### WHAT NEEDS TO BE DONE
The material below must be output exactly, line for line.

***

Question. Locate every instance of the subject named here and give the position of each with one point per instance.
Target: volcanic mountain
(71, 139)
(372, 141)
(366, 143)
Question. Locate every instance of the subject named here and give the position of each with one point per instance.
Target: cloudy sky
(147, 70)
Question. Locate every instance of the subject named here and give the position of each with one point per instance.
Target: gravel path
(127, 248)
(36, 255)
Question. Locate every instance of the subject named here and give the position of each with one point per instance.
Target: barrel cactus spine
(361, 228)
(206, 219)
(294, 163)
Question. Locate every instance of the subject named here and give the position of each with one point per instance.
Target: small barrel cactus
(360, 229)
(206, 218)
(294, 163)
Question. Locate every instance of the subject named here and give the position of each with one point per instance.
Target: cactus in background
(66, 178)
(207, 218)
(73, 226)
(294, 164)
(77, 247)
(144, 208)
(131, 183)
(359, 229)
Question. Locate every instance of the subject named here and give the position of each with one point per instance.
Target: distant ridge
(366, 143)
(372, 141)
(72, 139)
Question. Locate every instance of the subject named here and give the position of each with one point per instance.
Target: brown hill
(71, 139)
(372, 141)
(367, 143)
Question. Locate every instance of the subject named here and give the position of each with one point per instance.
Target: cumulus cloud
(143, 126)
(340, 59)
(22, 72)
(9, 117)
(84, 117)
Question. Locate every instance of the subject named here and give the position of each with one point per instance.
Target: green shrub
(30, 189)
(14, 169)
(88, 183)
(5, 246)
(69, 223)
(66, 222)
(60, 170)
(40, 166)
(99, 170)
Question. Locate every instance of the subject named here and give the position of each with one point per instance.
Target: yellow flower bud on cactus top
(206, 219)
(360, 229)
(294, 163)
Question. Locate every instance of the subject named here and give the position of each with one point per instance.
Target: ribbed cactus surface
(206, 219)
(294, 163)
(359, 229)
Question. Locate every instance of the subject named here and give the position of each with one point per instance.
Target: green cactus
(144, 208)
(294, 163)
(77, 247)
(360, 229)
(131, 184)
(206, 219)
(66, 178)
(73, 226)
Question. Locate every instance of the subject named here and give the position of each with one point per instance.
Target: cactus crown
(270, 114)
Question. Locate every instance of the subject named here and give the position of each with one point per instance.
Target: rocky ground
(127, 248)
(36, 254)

***

### YOUR SOLUTION
Question. Locate every instance of the subject named here and give the position of each with one point per instance.
Target: volcanic mountain
(71, 139)
(372, 141)
(366, 143)
Question. Locate every instance of the subject named here and give the position of each with one point per instance.
Target: cloudy sky
(147, 70)
Question. Locate every instance of the subject named here and give the position of each with one point per instance.
Target: gravel path
(127, 248)
(36, 255)
Question. Locate every instance of the subject named here and give the position of each with one point per instance.
Target: barrel cactus spine
(361, 228)
(206, 219)
(294, 163)
Question. Locate every instance of the subject named here and give the position of each with one point per instance.
Target: small barrel cactus
(360, 229)
(206, 218)
(294, 163)
Question. Locate every instance of the subject named here and give the position of each with one point per instance.
Target: cactus in background
(66, 178)
(207, 218)
(73, 226)
(294, 164)
(77, 247)
(144, 208)
(131, 183)
(359, 229)
Question. Locate every instance of the subject named here and give the position of each with one point per instance.
Target: distant ridge
(366, 143)
(372, 141)
(72, 139)
Question. Locate every instance of the subject named here and give the position of each with one point per instance.
Target: brown hill
(71, 139)
(372, 141)
(367, 143)
Question. Locate every instance of the subject named here and give the position of each with one point per instance.
Target: cumulus cloud
(143, 126)
(340, 59)
(22, 72)
(9, 117)
(84, 117)
Question. Locate every instance of the subject named here and give the position of each with one point per instance.
Target: green shrub
(30, 189)
(14, 169)
(88, 183)
(5, 246)
(69, 223)
(66, 222)
(60, 170)
(40, 166)
(99, 170)
Question. Locate every instance of the subject named here and give the position of each with one point per instance.
Target: yellow flower bud on cactus top
(206, 219)
(360, 229)
(294, 163)
Question. Locate every instance of the subject named here and give the position of each with one point per instance.
Target: ribbed cactus surface
(206, 219)
(294, 163)
(359, 229)
Question. Locate every instance of the subject named here and give the position of each with one point per instance.
Target: green cactus
(144, 208)
(294, 163)
(77, 247)
(360, 229)
(131, 184)
(206, 219)
(66, 178)
(73, 226)
Question. Locate every instance of the subject named here and give the position of each with one point per instance.
Target: cactus crown
(270, 114)
Question. Locate every instance of the subject named here and give the position of each with one point per instance.
Target: rocky ground
(127, 248)
(36, 254)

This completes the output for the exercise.